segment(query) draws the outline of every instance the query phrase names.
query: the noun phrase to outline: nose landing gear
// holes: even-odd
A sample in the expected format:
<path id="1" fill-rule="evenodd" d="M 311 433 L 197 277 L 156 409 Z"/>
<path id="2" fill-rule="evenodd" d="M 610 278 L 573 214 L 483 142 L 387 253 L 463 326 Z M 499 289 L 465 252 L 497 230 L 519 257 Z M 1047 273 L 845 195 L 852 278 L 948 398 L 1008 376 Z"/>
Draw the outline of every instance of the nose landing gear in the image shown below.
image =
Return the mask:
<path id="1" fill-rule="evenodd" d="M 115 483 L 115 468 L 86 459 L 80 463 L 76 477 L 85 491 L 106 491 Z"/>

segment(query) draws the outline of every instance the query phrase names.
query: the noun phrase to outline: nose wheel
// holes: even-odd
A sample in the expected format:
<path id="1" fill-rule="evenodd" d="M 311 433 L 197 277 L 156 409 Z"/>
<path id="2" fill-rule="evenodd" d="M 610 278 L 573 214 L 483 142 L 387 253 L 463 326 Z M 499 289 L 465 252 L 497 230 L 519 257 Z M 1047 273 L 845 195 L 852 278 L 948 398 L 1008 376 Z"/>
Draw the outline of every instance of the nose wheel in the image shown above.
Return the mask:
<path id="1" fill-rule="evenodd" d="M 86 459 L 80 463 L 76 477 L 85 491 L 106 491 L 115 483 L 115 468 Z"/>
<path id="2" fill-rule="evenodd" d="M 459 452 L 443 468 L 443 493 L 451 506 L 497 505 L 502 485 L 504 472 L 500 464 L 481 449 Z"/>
::::::::::
How to complete this task = Retype the material above in full, exactly.

Expected output =
segment(query) draws the outline of every instance the query phrase names.
query: the noun phrase to outline: nose landing gear
// holes: even-odd
A sample in the expected format:
<path id="1" fill-rule="evenodd" d="M 311 433 L 197 277 L 156 409 Z"/>
<path id="2" fill-rule="evenodd" d="M 610 278 L 573 214 L 483 142 L 387 253 L 463 326 Z M 499 289 L 465 252 L 497 230 L 519 257 Z M 1047 273 L 845 195 L 852 278 L 948 398 L 1008 376 Z"/>
Draw the outline of every instance of the nose landing gear in the image shown below.
image =
Return the mask:
<path id="1" fill-rule="evenodd" d="M 115 483 L 115 468 L 86 459 L 80 463 L 76 477 L 85 491 L 106 491 Z"/>

segment(query) draws the outline of every instance the query phrase names.
query: the noun phrase to outline: nose wheel
// holes: even-odd
A sample in the expected format:
<path id="1" fill-rule="evenodd" d="M 311 433 L 197 277 L 156 409 Z"/>
<path id="2" fill-rule="evenodd" d="M 610 278 L 573 214 L 483 142 L 387 253 L 463 326 Z M 499 289 L 465 252 L 497 230 L 519 257 Z M 1047 273 L 845 195 L 852 278 L 948 398 L 1008 376 Z"/>
Draw the outline of every instance of the nose wheel in the image shown above.
Return the mask:
<path id="1" fill-rule="evenodd" d="M 86 459 L 80 463 L 76 477 L 85 491 L 106 491 L 115 483 L 115 468 Z"/>
<path id="2" fill-rule="evenodd" d="M 459 452 L 443 468 L 443 493 L 451 506 L 497 505 L 502 485 L 504 472 L 500 464 L 481 449 Z"/>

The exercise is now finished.